**TASKS TO COMPLETE**
a - Can you swap "instance" for "object" in the records, covering the stretch from their first line through the line containing "65], [115, 70]]", and give that stretch back with nothing else altered?
b - What comes next in the numbered queries on the public good and the gentry, picking up after the last query shown?
##### PASSAGE PROVIDED #####
155. Qu. Whether England doth not really love us and wish well to
us, as bone of her bone, and flesh of her flesh? And whether it be
not our part to cultivate this love and affection all manner of
ways?

156. Qu. Whether, if we do not reap the benefits that may be made of
our country and government, want of will in the lower people, or
want of wit in the upper, be most in fault?

157. Qu. What sea-ports or foreign trade have the Swisses; and yet
how warm are those people, and how well provided?

158. Qu. Whether there may not be found a people who so contrive as
to be impoverished by their trade? And whether we are not that
people?

159. Qu. Whether it would not be better for this island, if all our
fine folk of both sexes were shipped off, to remain in foreign
countries, rather than that they should spend their estates at home
in foreign luxury, and spread the contagion thereof through their
native land?

160. Qu. Whether our gentry understand or have a notion of
magnificence, and whether for want thereof they do not affect very
wretched distinctions?

161. Qu. Whether there be not an art or skill in governing human
pride, so as to render it subservient to the pubic aim?

162. Qu. Whether the great and general aim of the public should not
be to employ the people?

163. Qu. What right an eldest son hath to the worst education?

164. Qu. Whether men's counsels are not the result of their
knowledge and their principles?

165. Qu. Whether an assembly of freethinkers, petit maitres, and
smart Fellows would not make an admirable Senate?

166. Qu. Whether there be not labour of the brains as well as of the
hands, and whether the former is beneath a gentleman?

167. Qu. Whether the public be more interested to protect the
property acquired by mere birth than that which is the Mediate fruit
of learning and vertue?

168. Qu. Whether it would not be a poor and ill-judged project to
attempt to promote the good of the community, by invading the rights
of one part thereof, or of one particular order of men?

169. Qu. Whether the public happiness be not proposed by the
legislature, and whether such happiness doth not contain that of the
individuals?

170. Qu. Whether, therefore, a legislator should be content with a
vulgar share of knowledge? Whether he should not be a person of
reflexion and thought, who hath made it his study to understand the
true nature and interest of mankind, how to guide men's humours and
passions, how to incite their active powers, how to make their
several talents co-operate to the mutual benefit of each other, and
the general good of the whole?

171. Qu. Whether it doth not follow that above all things a
gentleman's care should be to keep his own faculties sound and
entire?

172. Qu. Whether the natural phlegm of this island needs any
additional stupefier?
##### DATA PROVIDED #####
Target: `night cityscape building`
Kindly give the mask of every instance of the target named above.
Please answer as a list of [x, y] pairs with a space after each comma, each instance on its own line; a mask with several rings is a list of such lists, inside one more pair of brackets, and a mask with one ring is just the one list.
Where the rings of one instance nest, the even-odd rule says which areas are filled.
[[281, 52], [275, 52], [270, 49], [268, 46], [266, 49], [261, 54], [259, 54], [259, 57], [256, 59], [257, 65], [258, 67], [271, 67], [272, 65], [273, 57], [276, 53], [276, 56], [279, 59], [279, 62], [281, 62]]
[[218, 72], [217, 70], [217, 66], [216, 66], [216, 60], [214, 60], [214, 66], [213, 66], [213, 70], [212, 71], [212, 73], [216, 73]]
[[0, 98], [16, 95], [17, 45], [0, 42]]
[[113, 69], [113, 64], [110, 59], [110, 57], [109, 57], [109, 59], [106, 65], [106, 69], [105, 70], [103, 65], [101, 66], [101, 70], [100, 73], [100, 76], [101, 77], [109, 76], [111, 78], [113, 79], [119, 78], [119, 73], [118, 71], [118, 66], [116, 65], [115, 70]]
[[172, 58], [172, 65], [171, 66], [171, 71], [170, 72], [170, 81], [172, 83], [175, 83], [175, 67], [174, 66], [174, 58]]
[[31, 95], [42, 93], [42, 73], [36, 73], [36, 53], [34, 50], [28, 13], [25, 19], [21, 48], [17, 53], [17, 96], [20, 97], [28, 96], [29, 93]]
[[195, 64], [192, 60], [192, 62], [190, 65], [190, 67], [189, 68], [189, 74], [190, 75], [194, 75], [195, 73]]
#####
**RESPONSES IN ORDER**
a -
Target: `night cityscape building`
Kindly give the mask of every object of the target named above.
Please answer as a list of [x, y] pairs with a space after each comma, each object on its own line; a mask with several rings is a list of such lists, inside one more pair of brackets, and a mask with one ring is just the one list.
Where the rings of one object nest, the even-odd rule says which areas are filled.
[[281, 52], [275, 52], [270, 49], [268, 46], [266, 49], [261, 54], [259, 54], [259, 57], [256, 59], [257, 65], [258, 67], [271, 67], [272, 65], [273, 57], [276, 53], [276, 56], [279, 59], [279, 62], [281, 62]]
[[218, 72], [217, 70], [217, 66], [216, 66], [216, 60], [214, 60], [214, 66], [213, 66], [213, 70], [212, 71], [212, 73], [216, 73]]
[[0, 98], [16, 95], [17, 45], [0, 42]]
[[113, 69], [113, 64], [110, 59], [110, 57], [109, 57], [109, 59], [106, 65], [106, 69], [105, 70], [103, 65], [101, 66], [101, 70], [100, 73], [100, 76], [101, 77], [109, 76], [111, 78], [113, 79], [119, 78], [119, 73], [118, 71], [118, 66], [116, 65], [115, 70]]

b -
173. Qu. Whether all spirituous liquors are not in truth opiates?

174. Qu. Whether our men of business are not generally very grave by
fifty?

175. Qu. Whether there be really among us any parents so silly, as
to encourage drinking in their children?

176. Qu. Whence it is, that our ladies are more alive, and bear age
so much better than our gentlemen?

177. Qu. Whether all men have not faculties of mind or body which
may be employed for the public benefit?

178. Qu. Whether the main point be not to multiply and employ our
people?

179. Qu. Whether hearty food and warm clothing would not enable and
encourage the lower sort to labour?

180. Qu. Whether, in such a soil as ours, if there was industry,
there could be want?

181. Qu. Whether the way to make men industrious be not to let them
taste the fruits of their industry? And whether the labouring ox
should be muzzled?

182. Qu. Whether our landlords are to be told that industry and
numbers would raise the value of their lands, or that one acre about
the Tholsel is worth ten thousand acres in Connaught?

183. Qu. Whether our old native Irish are not the most indolent and
supine people in Christendom?

184. Qu. Whether they are yet civilized, and whether their
habitations and furniture are not more sordid than those of the
savage Americans?

185. Qu. Whether this be altogether their own fault?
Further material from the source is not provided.